### [Selected text]

=-=-=-=-=

This is an educated guess, not a wild one. Micah says that Bethlehem was little among the thousands of Judah. The Jews reckoned their districts by chiliads, or thousands, and so if a town had three thousand men, as Calvin points out, it would have three “tribunes” or “prefectures” to go with them, although not under those names. Bethlehem was small according to that kind of reckoning.
But God loves the underdog story. He was the one who, centuries before, had set forces in motion that would result in Bethlehem becoming the city of David, and this in turn set the stage for Jesus to be the son of David, born in the city of David.
An Ephrathite man named Elimelech left Bethlehem because of a famine. The name Bethlehem means House of Bread, and he left because there was no bread. He left with two sons for the country of Moab (Ruth 1:1-2). After he died, and his two married sons died as well, his widow Naomi came back to Bethlehem with one of her daughters-in-law named Ruth, a great woman of faith. We can gather something about the size of Bethlehem at that time by noting that Naomi’s arrival caused a big stir in the town (Ruth 1:19)—kind of like the wise men did to Jerusalem centuries later. But at this time, Jerusalem was still in the hands of the Jebusites—and was only 6 miles away.

=-=-=-=-=

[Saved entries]

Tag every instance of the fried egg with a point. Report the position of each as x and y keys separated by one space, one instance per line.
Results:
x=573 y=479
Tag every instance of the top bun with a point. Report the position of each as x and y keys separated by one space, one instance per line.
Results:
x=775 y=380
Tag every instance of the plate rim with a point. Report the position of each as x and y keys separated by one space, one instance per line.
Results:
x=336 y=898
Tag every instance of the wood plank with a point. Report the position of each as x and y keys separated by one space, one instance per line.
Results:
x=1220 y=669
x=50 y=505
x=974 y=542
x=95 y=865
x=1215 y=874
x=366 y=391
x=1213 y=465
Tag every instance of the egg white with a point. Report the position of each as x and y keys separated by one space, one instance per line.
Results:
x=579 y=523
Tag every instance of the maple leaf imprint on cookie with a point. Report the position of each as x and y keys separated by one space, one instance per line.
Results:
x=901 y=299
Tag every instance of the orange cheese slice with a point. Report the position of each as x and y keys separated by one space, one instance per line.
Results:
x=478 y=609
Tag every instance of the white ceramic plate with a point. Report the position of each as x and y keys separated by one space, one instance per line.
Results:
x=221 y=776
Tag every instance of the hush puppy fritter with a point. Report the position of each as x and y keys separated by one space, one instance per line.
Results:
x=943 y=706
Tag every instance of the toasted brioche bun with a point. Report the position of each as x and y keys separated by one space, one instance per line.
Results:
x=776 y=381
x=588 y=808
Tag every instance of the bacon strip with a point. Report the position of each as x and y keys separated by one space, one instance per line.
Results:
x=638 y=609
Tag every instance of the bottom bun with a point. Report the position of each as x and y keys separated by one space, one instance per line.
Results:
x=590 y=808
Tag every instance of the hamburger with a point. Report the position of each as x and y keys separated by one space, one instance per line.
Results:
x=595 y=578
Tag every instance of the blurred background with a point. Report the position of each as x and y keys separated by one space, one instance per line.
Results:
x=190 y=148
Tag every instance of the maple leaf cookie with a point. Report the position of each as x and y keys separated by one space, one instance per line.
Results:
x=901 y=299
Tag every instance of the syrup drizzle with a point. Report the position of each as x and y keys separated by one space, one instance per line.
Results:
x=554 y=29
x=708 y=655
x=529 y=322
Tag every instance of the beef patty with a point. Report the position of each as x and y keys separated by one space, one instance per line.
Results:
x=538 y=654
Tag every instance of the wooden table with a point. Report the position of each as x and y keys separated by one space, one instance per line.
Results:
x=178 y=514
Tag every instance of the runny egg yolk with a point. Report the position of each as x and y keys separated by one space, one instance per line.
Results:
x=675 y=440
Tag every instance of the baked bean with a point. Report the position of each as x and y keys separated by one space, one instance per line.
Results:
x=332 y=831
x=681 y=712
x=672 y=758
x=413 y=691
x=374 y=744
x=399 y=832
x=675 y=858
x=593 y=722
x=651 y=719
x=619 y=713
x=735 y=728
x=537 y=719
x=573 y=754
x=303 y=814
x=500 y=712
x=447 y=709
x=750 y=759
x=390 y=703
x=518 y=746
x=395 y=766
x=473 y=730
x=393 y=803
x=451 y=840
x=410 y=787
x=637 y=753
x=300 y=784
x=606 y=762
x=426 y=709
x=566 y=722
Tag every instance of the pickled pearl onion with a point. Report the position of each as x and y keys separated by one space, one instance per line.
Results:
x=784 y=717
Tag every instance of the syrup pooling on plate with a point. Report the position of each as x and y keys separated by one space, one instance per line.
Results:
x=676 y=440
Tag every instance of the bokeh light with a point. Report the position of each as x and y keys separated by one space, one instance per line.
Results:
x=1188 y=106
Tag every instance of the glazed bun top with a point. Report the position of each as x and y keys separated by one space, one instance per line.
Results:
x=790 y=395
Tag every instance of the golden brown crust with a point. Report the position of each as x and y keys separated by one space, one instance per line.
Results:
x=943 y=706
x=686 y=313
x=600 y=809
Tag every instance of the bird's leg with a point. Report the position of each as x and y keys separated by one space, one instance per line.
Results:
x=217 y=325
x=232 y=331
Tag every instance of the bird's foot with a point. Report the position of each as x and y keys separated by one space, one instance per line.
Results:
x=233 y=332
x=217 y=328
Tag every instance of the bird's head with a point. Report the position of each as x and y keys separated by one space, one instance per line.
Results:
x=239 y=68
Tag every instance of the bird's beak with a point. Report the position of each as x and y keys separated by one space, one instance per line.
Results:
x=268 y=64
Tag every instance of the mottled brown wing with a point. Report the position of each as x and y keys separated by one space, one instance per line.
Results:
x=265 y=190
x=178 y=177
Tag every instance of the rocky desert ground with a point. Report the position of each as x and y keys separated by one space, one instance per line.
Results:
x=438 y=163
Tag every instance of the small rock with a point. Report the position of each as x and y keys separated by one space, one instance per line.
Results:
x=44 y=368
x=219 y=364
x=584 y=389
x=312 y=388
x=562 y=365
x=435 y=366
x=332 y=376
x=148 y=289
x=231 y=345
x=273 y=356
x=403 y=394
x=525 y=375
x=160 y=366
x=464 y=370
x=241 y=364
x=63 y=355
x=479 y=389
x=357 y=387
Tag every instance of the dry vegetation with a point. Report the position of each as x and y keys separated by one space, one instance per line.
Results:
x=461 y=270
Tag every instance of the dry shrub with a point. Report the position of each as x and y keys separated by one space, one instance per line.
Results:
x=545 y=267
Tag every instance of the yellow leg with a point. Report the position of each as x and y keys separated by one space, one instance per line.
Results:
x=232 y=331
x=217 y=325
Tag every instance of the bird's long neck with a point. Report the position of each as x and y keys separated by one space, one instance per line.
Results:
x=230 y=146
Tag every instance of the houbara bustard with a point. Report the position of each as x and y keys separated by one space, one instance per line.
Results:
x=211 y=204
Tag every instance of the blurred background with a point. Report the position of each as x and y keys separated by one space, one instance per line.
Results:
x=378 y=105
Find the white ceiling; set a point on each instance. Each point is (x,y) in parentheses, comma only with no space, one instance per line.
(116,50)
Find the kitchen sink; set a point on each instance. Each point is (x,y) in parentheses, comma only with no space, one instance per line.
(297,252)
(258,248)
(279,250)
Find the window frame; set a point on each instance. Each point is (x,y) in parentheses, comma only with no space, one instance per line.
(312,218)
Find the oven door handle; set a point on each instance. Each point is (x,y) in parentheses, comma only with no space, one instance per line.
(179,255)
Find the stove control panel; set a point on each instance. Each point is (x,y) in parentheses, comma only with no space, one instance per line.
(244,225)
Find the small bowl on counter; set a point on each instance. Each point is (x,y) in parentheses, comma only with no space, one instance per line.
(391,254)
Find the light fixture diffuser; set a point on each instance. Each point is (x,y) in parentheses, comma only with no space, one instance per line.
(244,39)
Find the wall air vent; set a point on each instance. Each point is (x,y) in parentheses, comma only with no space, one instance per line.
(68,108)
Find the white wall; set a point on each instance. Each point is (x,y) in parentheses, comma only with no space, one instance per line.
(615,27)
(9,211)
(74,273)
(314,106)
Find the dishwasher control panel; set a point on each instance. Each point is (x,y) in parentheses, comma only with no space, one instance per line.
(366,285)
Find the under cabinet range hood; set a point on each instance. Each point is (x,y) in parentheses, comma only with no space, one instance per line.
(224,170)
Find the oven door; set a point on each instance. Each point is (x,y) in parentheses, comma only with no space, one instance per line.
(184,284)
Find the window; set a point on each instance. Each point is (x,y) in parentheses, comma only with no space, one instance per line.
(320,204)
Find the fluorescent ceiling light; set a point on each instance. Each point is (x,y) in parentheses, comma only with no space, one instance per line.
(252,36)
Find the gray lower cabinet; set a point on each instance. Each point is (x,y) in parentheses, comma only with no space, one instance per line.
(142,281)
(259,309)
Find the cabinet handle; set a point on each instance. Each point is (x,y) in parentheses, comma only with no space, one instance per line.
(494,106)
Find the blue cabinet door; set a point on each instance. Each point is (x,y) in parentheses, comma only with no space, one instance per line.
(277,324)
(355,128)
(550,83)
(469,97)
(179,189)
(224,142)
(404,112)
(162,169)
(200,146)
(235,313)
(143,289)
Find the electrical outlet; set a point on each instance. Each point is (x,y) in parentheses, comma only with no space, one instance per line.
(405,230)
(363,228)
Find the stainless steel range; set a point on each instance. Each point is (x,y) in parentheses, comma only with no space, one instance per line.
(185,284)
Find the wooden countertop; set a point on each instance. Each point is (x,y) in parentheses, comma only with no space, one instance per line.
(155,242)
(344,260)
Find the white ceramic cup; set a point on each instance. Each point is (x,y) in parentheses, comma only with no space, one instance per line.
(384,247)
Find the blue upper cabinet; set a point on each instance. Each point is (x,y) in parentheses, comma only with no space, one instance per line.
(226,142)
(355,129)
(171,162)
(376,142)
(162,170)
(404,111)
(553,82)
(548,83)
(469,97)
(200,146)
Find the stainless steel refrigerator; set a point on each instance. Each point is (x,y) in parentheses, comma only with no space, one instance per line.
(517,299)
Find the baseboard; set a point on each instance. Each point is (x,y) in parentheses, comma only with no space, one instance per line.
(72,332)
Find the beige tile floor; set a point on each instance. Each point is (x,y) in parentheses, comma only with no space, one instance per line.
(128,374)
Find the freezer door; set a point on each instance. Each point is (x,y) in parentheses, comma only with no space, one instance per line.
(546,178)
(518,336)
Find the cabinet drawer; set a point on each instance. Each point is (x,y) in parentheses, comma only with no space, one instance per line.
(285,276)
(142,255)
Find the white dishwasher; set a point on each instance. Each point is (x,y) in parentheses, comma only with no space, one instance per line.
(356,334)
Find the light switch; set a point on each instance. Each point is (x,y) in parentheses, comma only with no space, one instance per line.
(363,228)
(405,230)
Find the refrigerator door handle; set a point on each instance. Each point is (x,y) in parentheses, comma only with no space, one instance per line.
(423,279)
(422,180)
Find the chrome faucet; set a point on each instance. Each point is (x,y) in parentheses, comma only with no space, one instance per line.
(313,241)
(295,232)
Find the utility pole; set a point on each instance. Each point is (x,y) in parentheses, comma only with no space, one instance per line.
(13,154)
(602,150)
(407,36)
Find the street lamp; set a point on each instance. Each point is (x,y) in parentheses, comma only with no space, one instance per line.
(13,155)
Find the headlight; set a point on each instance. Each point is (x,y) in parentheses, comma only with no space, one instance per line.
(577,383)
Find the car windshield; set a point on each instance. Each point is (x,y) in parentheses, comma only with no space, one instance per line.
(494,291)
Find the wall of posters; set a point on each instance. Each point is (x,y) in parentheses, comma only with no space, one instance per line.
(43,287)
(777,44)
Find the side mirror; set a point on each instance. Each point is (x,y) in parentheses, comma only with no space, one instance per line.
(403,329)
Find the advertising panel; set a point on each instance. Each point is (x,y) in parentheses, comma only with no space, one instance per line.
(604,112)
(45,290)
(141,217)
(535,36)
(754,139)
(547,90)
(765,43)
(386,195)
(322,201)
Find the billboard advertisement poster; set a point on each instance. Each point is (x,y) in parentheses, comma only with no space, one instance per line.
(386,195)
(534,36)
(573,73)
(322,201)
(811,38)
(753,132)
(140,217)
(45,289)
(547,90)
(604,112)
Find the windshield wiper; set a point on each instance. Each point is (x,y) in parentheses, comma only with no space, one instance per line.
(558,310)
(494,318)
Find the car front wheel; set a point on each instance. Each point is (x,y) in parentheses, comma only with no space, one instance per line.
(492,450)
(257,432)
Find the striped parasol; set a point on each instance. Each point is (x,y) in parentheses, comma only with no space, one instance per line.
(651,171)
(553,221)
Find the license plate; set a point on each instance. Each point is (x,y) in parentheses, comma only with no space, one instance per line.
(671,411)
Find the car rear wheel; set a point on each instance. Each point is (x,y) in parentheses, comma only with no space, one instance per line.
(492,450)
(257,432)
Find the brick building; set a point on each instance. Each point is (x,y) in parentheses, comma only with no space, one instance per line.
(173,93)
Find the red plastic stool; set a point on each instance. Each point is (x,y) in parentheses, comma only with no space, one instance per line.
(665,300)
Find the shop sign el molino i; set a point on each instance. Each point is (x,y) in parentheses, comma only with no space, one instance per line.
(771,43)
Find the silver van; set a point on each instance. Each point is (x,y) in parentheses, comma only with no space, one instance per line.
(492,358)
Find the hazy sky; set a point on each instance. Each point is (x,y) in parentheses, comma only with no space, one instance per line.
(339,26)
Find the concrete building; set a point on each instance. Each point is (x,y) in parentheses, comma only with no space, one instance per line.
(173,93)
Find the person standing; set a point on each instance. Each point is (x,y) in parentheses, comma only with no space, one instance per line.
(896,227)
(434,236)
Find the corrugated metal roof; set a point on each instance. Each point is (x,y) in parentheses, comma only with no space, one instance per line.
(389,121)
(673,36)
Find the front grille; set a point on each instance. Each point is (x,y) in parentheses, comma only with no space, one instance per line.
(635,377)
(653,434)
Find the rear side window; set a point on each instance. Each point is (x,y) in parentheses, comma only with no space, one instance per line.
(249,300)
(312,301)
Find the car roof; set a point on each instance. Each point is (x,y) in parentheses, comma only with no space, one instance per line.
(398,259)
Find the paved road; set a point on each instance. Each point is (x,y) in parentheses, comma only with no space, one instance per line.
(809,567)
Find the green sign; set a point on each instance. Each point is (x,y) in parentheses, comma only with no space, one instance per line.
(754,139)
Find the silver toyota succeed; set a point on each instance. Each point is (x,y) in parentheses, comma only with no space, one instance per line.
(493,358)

=-=-=-=-=

### [Problems]
A. In the saved-entry rows, reproduce the stretch from the start of the rows through the line containing "x=478 y=609", swapping "wood plank" for "wooden board" and leaving everything else unchanged.
B. Carry the Bethlehem passage forward from its final sentence.
The Bethlehem passage and the saved-entry rows are two separate sets of material.

### [Written answers]
A.
Tag every instance of the fried egg with a point. Report the position of each as x and y keys separated by one space, one instance per line.
Results:
x=573 y=479
Tag every instance of the top bun with a point. Report the position of each as x and y keys separated by one space, one instance per line.
Results:
x=775 y=380
Tag every instance of the plate rim with a point. Report the position of each as x and y keys separated by one space, one instance per line.
Results:
x=336 y=898
Tag every instance of the wooden board with a point. Report the position of each as x and y keys separated by one space, one instance per line.
Results:
x=1220 y=669
x=50 y=505
x=974 y=542
x=95 y=865
x=1215 y=874
x=366 y=391
x=1213 y=465
Tag every instance of the egg white with a point. Report the position of each as x and y keys separated by one space, one instance per line.
Results:
x=579 y=523
Tag every instance of the maple leaf imprint on cookie with a point. Report the position of each as x and y keys separated by one space, one instance per line.
Results:
x=901 y=299
Tag every instance of the orange cheese slice with a point. Report the position of each as x and y keys separated by one space, one instance per line.
Results:
x=478 y=609

B.
After we read the wonderful story of Boaz and Ruth, one of the things that is said near the conclusion of the book is quite striking. Boaz asks the people in the city gates, and the town elders, to witness what had just happened. And they said this:
“And all the people that were in the gate, and the elders, said, We are witnesses. The Lord make the woman that is come into thine house like Rachel and like Leah, which two did build the house of Israel: and do thou worthily in Ephratah, and be famous in Beth-lehem: And let thy house be like the house of Pharez, whom Tamar bare unto Judah, of the seed which the Lord shall give thee of this young woman” (Ruth 4:11–12).
Ruth was in fact extraordinarily fruitful—the ancestress of the new Israel. Like Rachel and Leah, she is a mother to all our tribes, and it only took one of her. But they also add to this the odd blessing of desiring that she be like Tamar, who tricked her father-in-law Judah into sleeping with her, and giving birth to the twins Zarah and Pharez as a result (Gen. 38:28-30). This is a prayer that little Bethlehem would supplant.
Remember that Zarah stuck his hand out first, had a scarlet thread tied to his wrist, and then was supplanted by Pharez, who was the first to come all the way out. The leaders of Bethlehem said, we want your wife to be like Tamar, and your seed be like the house of Pharez. Do it that way. Come from behind. Have this be His town.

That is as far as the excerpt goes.